Required task:
Answer these from the passage on the kinematic fit:
(a) To what invariant mass is the W boson constrained in the fit?
(b) Which jets are candidates for the light quarks from the hadronically decaying W boson?
(c) How many permutations per event result from the possible assignments?

Provided passage:
To check the compatibility of an event with the \({{\text {t}}\overline{{\text {t}}}}\) hypothesis, and to improve the resolution of the reconstructed quantities, a kinematic fit [44] is performed. For each event, the inputs to the algorithm are the four-momenta of the lepton and of the four leading jets, \({\vec {p}}_{\mathrm {T}}^{\text {miss}}\), and the resolutions of these variables. The fit constrains these quantities to the hypothesis that two heavy particles of equal mass are produced, each one decaying to a bottom quark and a \(\mathrm {W}\) boson, with the invariant mass of the latter constrained to 80.4\(\,\text {GeV}\). The kinematic fit then minimizes \(\chi ^{2} \equiv \left( \mathbf {x}-\mathbf {x}^{m}\right) ^\mathrm {T}G\left( \mathbf {x}-\mathbf {x}^{m}\right) \) where \(\mathbf {x}^{m}\) and \(\mathbf {x}\) are the vectors of the measured and fitted momenta, respectively, and G is the inverse covariance matrix which is constructed from the uncertainties in the measured momenta. The two \({\text {b}}\)-tagged jets are candidates for the \({\text {b}}\) quarks in the \({{\text {t}}\overline{{\text {t}}}}\) hypothesis, while the two untagged jets serve as candidates for the light quarks from the hadronically decaying \(\mathrm {W}\) boson. This leads to two possible parton-jet assignments with two solutions for the longitudinal component of the neutrino momentum each, resulting in four different permutations per event.

Provided material:
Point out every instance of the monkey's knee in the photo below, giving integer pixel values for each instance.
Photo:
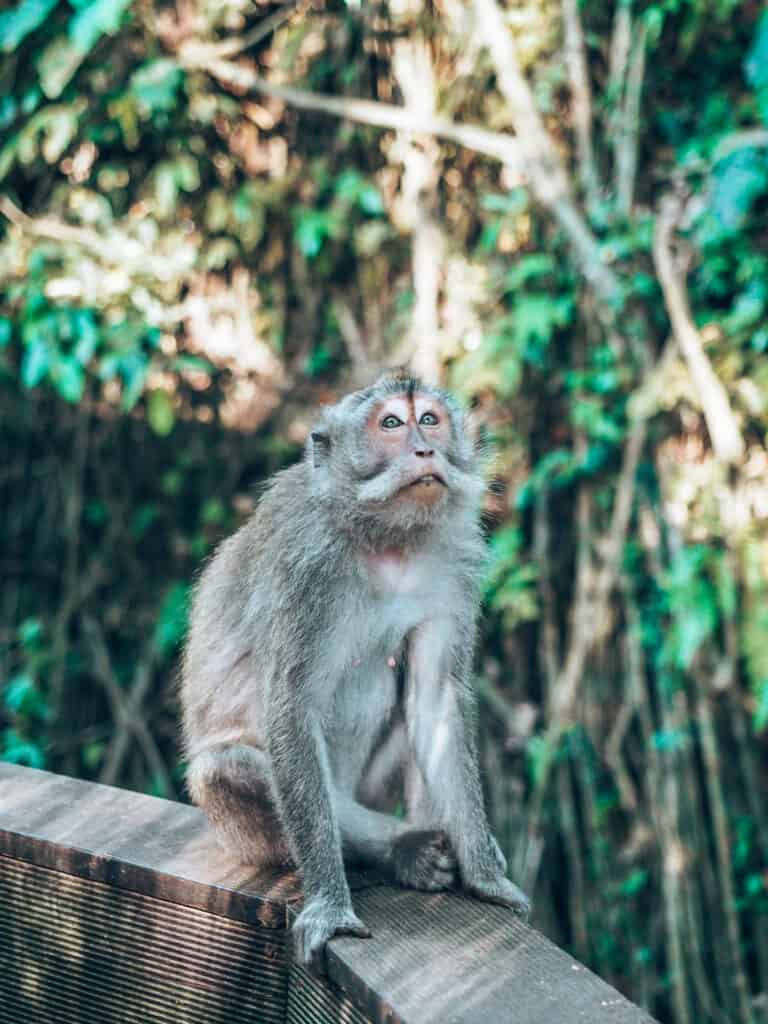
(232, 785)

Response to the task:
(a) 80.4 GeV
(b) The two untagged jets
(c) Four